Part of a data file
+--

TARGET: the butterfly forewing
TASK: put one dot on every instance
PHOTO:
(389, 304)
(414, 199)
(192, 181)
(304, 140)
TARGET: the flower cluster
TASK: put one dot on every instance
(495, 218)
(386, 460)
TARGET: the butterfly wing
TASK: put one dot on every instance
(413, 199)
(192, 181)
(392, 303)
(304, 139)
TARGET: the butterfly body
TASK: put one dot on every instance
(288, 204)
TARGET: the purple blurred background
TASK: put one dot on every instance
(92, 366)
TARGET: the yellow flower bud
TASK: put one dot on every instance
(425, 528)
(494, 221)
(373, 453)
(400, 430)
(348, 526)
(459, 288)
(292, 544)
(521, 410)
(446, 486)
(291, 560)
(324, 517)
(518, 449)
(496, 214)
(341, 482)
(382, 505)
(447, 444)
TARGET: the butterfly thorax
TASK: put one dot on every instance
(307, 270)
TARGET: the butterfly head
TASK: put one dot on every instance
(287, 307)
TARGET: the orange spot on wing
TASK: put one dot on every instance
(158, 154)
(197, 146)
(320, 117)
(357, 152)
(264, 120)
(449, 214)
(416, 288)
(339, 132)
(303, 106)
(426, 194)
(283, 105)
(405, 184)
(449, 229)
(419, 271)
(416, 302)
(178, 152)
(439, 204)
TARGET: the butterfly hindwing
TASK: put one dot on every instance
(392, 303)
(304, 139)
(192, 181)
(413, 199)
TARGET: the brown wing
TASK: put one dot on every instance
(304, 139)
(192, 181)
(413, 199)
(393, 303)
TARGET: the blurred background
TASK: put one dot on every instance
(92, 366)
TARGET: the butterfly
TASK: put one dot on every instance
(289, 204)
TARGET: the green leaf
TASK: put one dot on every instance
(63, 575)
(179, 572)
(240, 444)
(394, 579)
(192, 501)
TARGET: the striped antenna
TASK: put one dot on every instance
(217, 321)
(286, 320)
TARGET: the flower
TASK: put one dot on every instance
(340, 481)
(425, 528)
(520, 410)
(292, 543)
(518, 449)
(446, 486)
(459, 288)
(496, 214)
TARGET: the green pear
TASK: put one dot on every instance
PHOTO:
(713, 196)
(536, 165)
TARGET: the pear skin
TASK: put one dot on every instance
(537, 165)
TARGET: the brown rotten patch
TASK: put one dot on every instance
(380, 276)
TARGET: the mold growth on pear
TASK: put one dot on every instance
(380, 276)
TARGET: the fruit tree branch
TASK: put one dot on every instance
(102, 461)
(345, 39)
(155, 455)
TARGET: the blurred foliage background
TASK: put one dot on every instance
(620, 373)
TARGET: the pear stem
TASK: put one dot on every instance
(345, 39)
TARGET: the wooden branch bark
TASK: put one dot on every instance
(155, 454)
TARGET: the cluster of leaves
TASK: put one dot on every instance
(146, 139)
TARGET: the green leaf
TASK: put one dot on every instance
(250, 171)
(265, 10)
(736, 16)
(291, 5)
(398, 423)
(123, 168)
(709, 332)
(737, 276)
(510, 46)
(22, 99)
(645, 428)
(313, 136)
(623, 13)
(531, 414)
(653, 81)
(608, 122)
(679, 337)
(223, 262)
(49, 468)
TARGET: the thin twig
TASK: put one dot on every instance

+--

**Given task**
Rewrite the material above with every "put one dot on every instance" replaced by "mark each instance with a single point", keeping everything else the same.

**Correct result**
TARGET: the butterfly forewing
TASK: mark each instance with a single point
PHOTO:
(389, 304)
(414, 199)
(192, 181)
(304, 140)
TARGET: the flower cluster
TASK: mark each instance with a single point
(495, 218)
(386, 460)
TARGET: the butterfly wing
TASK: mark each instance with a single point
(413, 199)
(192, 181)
(392, 303)
(304, 139)
TARGET: the butterfly body
TASK: mark each instance with a single point
(288, 204)
TARGET: the purple blurred background
TASK: mark each instance with a single point
(92, 366)
TARGET: the yellow flower bud
TASK: mark each instance with a single point
(425, 528)
(494, 221)
(373, 453)
(400, 430)
(348, 526)
(459, 288)
(292, 544)
(521, 410)
(446, 486)
(291, 560)
(324, 517)
(518, 449)
(496, 214)
(341, 482)
(382, 505)
(447, 444)
TARGET: the butterfly thorax
TASK: mark each instance with a single point
(307, 270)
TARGET: the butterfly head
TASK: mark each instance with a single point
(287, 307)
TARGET: the orange spot on wing
TASK: mark each instance with a single point
(158, 154)
(197, 146)
(320, 117)
(357, 152)
(264, 120)
(449, 214)
(416, 288)
(339, 132)
(303, 106)
(426, 194)
(283, 105)
(405, 184)
(449, 229)
(419, 271)
(416, 302)
(178, 152)
(439, 204)
TARGET: the butterfly hindwing
TASK: mark each instance with a single point
(392, 303)
(304, 139)
(192, 181)
(413, 199)
TARGET: the brown wing
TASK: mark each instance with a single point
(304, 139)
(192, 181)
(413, 199)
(393, 303)
TARGET: the blurred background
TASK: mark each instance with a single point
(92, 366)
TARGET: the butterfly
TASK: mark each instance with a single point
(289, 204)
TARGET: the green leaf
TASK: mark each instance with a single point
(63, 575)
(179, 572)
(240, 444)
(394, 579)
(192, 501)
TARGET: the striped antenna
TASK: mark each instance with a single point
(217, 321)
(286, 320)
TARGET: the flower
TASK: mark each instance with a single point
(340, 481)
(425, 528)
(520, 410)
(292, 543)
(518, 449)
(446, 486)
(459, 288)
(496, 214)
TARGET: the green pear
TASK: mark each instance with a single point
PHOTO:
(713, 196)
(536, 165)
TARGET: the pear skin
TASK: mark each instance with a single point
(537, 165)
TARGET: the brown rotten patch
TASK: mark each instance with a single point
(380, 276)
TARGET: the mold growth on pear
TASK: mark each instance with a single point
(380, 276)
TARGET: the fruit tree branch
TASK: mark each instance with a single point
(102, 461)
(345, 39)
(155, 455)
TARGET: the blurred foliage background
TASK: mark each instance with a single point
(620, 373)
TARGET: the pear stem
TASK: mark each instance with a single point
(345, 39)
TARGET: the wooden branch bark
TASK: mark each instance with a single point
(155, 454)
TARGET: the cluster of leaves
TASK: mark each instance with a single point
(146, 139)
TARGET: the green leaf
TASK: mark each instance with a single point
(250, 171)
(265, 10)
(736, 16)
(291, 5)
(398, 423)
(123, 168)
(709, 332)
(737, 276)
(510, 46)
(22, 99)
(645, 428)
(313, 136)
(623, 13)
(531, 414)
(653, 81)
(608, 122)
(679, 337)
(223, 262)
(49, 468)
TARGET: the thin twig
TASK: mark each instance with a single point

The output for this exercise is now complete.